-- Page excerpt follows --

Euler's formula: A cool proof

Isn't this a bit circular? You solve the differential equation using the characteristic equation, but the characteristic equation is derived by assuming the solution to the differential equation is exponential. When the roots don't exist, the solution is imaginary, which assume's Euler's Identity can provide the solution as the linear combination of sine and cosine.

grantmoore

If you consider the respective solutions with the initial values c(0)=1, c'(0)=0 and s(0)=0, s'(0)=1, this also leads to the following important trigonometric properties:
• c'(x)=-s(x) and s'(x)=c(x)
• c²(x)+s²(x)=1
• c(-x)=c(x) and s(-x)=-s(x)
• c(x±y)=c(x)c(y)∓s(x)s(y) and s(x±y)=c(x)s(y)±s(x)c(y)

UzunKamis

in addition, you can proof that by solving [the second order differential equation with constant coefficients y''=f(y)] using chain rule (y''=y'.dy'/dy), then you can integrate both sides, then you get a solution c1.sin(x+c2), then you can use a trig identities, you get (c1.sinx +c2.cosx ), if you substitute the initial values of the original function exp(ix) you get c1=i and c2=1, and you get eular's formula even if you don't know what is the function identically to exp(ix) ... there is imagination, yea

abdelrahmangamalmahdy

I have already seen this very proof in Brad Osgood´s book on Fourier Transforms, page 407 (bottom of the page). Congratulations Dr Tisdell as he agree to see this as the most elegant way of proving Euler´s formula. Thanks for your work

MotorFlaps

Thanks for the video. I’m guessing you’ve seen this previously...

Set f(x) = exp(-ix)(cos(x) + i sin(x)).

Then:

f'(x) = -i exp(-ix)(cos(x) + i sin(x)) + exp(-ix)(-sin(x) + i cos(x))
= exp(-ix)( -i cos(x) + sin(x) – sin(x) + i cos(x))
= exp(-ix)(0) = 0

Hence f(x) is constant. Since f(0) = 1, then for all x, f(x) = 1.

-- Page excerpt concluded --
-- Supplied entries follows --

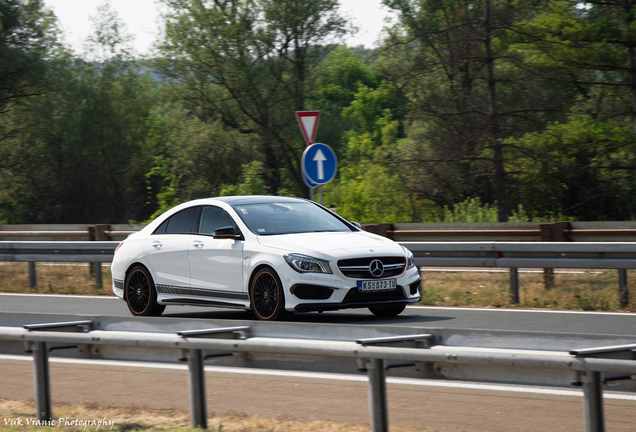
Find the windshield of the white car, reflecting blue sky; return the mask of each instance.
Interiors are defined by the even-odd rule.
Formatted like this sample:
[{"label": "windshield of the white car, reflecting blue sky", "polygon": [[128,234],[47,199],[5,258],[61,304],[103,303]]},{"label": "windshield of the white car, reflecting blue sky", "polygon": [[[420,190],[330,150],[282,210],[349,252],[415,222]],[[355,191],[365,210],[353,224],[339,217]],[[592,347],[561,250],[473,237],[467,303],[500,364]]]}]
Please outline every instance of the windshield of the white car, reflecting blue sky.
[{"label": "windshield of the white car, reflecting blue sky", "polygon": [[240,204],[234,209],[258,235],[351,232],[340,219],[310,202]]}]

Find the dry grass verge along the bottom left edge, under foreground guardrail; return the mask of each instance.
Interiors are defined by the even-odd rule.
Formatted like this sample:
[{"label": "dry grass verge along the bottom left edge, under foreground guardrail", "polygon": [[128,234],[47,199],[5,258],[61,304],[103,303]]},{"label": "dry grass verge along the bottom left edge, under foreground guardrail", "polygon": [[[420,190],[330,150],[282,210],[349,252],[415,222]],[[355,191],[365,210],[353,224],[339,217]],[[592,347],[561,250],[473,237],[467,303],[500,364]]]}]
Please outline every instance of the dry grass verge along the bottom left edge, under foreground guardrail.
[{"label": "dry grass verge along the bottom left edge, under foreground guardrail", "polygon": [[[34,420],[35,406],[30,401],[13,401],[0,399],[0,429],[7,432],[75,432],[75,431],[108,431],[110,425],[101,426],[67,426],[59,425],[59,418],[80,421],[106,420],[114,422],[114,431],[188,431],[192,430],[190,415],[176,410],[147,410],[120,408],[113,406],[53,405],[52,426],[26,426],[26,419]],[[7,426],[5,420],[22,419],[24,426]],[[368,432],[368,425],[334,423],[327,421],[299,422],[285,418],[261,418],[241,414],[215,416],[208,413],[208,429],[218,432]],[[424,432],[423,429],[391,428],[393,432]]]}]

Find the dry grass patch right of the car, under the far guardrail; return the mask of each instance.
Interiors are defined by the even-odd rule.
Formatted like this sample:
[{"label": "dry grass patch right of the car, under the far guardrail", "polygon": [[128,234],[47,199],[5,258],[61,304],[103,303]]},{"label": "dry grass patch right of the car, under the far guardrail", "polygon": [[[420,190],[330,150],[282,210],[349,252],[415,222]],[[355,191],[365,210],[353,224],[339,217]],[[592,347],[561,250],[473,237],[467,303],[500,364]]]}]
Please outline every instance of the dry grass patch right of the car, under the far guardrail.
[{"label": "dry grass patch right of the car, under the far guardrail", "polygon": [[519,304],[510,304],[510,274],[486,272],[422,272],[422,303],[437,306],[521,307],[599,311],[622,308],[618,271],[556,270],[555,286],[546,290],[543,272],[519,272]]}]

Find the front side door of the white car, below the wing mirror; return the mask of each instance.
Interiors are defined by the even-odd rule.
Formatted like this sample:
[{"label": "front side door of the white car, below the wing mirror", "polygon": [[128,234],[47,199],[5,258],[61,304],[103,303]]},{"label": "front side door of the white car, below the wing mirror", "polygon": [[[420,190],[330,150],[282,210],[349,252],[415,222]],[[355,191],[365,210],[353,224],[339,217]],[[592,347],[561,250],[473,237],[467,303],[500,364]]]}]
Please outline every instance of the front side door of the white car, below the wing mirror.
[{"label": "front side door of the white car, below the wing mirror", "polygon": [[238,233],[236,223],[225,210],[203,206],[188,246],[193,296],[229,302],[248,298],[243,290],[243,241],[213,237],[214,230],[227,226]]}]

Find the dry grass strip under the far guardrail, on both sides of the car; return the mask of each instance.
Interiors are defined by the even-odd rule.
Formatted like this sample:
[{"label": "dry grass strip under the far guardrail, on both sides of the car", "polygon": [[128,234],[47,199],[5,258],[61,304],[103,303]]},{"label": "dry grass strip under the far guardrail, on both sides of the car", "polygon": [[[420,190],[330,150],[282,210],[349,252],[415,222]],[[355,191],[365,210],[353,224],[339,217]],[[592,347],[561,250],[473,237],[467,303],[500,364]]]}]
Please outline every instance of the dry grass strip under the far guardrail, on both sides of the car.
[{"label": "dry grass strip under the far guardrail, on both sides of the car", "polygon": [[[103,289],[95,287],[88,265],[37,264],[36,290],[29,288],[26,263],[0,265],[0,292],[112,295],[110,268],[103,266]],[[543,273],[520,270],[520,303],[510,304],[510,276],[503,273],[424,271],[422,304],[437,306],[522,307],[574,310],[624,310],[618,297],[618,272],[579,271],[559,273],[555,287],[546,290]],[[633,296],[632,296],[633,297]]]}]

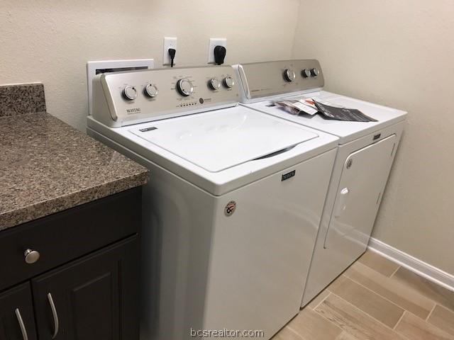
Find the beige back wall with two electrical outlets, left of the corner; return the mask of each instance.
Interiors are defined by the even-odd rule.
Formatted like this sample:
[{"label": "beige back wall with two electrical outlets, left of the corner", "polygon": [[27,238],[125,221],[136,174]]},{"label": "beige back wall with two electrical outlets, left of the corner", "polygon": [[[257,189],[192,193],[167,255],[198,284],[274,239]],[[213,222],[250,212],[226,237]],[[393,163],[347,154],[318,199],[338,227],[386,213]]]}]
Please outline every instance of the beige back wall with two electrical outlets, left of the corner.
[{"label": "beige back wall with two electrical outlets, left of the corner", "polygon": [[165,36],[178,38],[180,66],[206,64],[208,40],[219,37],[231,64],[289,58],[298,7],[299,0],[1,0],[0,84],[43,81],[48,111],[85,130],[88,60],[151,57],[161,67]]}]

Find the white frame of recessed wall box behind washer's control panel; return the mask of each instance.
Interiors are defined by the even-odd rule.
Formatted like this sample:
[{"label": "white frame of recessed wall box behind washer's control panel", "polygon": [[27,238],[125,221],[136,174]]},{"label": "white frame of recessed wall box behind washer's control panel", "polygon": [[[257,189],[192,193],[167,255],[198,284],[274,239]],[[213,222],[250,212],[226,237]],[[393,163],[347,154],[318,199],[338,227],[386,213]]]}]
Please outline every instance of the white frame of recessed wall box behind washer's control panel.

-- Supplied entries concluded --

### Exercises to complete
a - Answer these about the Euler's formula thread:
(i) Which book and page does one commenter cite as containing this same proof?
(ii) What initial values are given for s(x)?
(iii) In the last comment, what is f(x) set equal to?
b - From the Euler's formula thread, extract the passage between "I have already" and "exp(-ix)(-sin(x) + i cos(x))", inclusive.
The lines are not needed for what follows.

### Completed exercise
a -
(i) Brad Osgood's book on Fourier Transforms, page 407 (bottom of the page)
(ii) s(0)=0, s'(0)=1
(iii) exp(-ix)(cos(x) + i sin(x))

b -
I have already seen this very proof in Brad Osgood´s book on Fourier Transforms, page 407 (bottom of the page). Congratulations Dr Tisdell as he agree to see this as the most elegant way of proving Euler´s formula. Thanks for your work

MotorFlaps

Thanks for the video. I’m guessing you’ve seen this previously...

Set f(x) = exp(-ix)(cos(x) + i sin(x)).

Then:

f'(x) = -i exp(-ix)(cos(x) + i sin(x)) + exp(-ix)(-sin(x) + i cos(x))